Katie Couric outdoes the XFL

Filed under: Entertainment, People by bruxander

While the ratings for whichever evening news show Katie Couric hosts has dropped, the fall hasn’t been nearly as dramatic as the one the XFL experienced. So while the ill-fated league started out stronger, Ms. Couric has better legs. But we already knew that.


September 7, 2006

XFL had a stronger start than Katie Couric

Filed under: Entertainment, People by bruxander

Katie Couric’s debut show with CBS News recorded a 9.1 Nielsen rating. By comparison, the XFL’s first game on NBC scored a 9.5 rating.

Just saying.


February 2, 2006

In desperate search of street cred

Filed under: Culture, Entertainment, People by bruxander

In today’s Washington Post, columnist Anne Appelbaum contrasts the pathetic lies of James Frey - whose fabricated “memoir” has become a major embarrassment for Oprah Winfrey, the high-priestess of self-obessed emoting - with the pathetic lies of Lillian Hellman who in 1973 published her supposed memoir Pentimento, in which the author cast herself as heroic anti-Nazi fighter.

Records of labeled boxes
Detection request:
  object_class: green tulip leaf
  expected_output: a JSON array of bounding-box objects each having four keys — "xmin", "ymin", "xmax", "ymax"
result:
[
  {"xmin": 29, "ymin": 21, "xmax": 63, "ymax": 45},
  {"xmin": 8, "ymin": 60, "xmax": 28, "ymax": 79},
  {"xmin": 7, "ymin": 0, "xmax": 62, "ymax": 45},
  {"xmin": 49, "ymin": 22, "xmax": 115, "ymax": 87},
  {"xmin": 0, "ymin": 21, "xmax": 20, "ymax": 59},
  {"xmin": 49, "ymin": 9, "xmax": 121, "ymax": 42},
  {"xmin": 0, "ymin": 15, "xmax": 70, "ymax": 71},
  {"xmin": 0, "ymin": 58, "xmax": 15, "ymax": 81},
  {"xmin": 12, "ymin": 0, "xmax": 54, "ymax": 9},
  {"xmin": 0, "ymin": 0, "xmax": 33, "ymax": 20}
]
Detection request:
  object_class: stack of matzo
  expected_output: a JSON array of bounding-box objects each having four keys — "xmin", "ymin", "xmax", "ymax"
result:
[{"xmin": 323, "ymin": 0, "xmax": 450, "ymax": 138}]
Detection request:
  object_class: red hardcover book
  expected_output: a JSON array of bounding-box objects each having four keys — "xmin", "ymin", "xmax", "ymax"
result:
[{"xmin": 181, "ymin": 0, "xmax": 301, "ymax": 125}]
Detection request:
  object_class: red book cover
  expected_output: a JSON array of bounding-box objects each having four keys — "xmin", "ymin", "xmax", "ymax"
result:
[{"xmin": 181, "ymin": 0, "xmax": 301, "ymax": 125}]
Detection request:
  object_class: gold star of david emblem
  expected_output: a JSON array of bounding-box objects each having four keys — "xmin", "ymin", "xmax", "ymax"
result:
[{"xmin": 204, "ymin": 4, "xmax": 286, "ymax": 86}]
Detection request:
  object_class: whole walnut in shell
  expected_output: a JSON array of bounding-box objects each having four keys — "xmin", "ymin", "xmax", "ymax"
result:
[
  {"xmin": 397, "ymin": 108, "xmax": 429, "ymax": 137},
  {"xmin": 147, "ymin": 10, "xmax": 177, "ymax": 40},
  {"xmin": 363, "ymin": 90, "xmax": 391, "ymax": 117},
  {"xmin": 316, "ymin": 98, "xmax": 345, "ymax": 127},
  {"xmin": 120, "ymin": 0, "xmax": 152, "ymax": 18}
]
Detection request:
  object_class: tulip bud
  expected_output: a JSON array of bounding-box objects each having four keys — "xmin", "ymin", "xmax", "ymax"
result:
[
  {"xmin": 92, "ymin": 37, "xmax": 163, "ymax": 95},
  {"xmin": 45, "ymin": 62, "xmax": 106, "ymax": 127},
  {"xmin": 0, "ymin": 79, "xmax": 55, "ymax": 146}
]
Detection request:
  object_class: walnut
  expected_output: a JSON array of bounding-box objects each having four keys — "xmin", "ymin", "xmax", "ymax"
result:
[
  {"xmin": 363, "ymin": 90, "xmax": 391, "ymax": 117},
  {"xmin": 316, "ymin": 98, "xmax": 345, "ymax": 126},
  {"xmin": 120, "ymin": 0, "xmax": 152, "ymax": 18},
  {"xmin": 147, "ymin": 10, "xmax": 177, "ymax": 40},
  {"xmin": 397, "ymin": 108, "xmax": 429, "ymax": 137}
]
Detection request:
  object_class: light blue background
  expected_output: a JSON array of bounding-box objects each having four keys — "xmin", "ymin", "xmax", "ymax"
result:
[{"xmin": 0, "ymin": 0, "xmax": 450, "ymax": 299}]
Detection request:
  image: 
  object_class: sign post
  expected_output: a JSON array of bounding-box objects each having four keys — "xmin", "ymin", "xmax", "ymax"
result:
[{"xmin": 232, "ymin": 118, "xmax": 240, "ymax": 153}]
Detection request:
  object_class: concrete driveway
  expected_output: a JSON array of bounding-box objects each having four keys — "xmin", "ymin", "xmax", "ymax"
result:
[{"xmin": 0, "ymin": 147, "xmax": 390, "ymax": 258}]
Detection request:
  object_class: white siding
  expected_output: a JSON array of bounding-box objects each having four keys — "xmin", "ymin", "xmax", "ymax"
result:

◆ **TASKS TO CARRY OUT**
(a) Turn the paragraph of the blog excerpt that begins "Katie Couric’s debut show" into a brief list. Keep both ratings figures.
(b) Extract each line of the records that contains the string "tulip". Case counts.

◆ **WORKED SOLUTIONS**
(a)
- Katie Couric’s debut show with CBS News: 9.1 Nielsen rating
- The XFL’s first game on NBC: 9.5 rating

(b)
  object_class: green tulip leaf
  object_class: tulip bud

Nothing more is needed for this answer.